__To do__. Once every line containing "motorcycle" has been counted, report the total for the data and nothing else.

__Data excerpts__.

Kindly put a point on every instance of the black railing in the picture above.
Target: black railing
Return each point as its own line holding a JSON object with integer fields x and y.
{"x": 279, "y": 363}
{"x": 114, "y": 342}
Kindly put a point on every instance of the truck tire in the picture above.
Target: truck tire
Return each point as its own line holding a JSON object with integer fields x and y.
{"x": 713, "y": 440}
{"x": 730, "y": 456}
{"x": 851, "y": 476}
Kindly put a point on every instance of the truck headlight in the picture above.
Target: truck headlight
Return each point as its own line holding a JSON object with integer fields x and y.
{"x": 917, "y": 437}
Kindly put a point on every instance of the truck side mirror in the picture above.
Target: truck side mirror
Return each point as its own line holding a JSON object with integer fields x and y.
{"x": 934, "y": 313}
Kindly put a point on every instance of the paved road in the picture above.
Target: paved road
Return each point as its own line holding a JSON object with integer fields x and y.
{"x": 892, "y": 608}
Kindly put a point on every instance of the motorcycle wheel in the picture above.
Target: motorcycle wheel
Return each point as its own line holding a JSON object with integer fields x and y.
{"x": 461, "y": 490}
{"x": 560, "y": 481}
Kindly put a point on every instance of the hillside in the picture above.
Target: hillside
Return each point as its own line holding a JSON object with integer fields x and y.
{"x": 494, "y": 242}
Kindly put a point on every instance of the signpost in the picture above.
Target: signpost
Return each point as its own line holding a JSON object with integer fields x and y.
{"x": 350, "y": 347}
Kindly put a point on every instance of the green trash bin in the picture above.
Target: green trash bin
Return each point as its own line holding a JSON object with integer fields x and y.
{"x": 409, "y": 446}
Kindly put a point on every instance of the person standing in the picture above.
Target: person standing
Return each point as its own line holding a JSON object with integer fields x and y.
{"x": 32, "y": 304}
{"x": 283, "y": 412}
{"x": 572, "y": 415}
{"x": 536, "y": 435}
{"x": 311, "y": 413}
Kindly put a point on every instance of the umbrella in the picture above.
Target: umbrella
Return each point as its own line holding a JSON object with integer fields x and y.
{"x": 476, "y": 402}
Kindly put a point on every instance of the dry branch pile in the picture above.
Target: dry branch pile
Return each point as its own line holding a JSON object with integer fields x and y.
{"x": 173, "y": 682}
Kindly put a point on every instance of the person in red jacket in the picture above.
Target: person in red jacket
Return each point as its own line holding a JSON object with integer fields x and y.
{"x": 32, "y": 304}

__Response area__. 2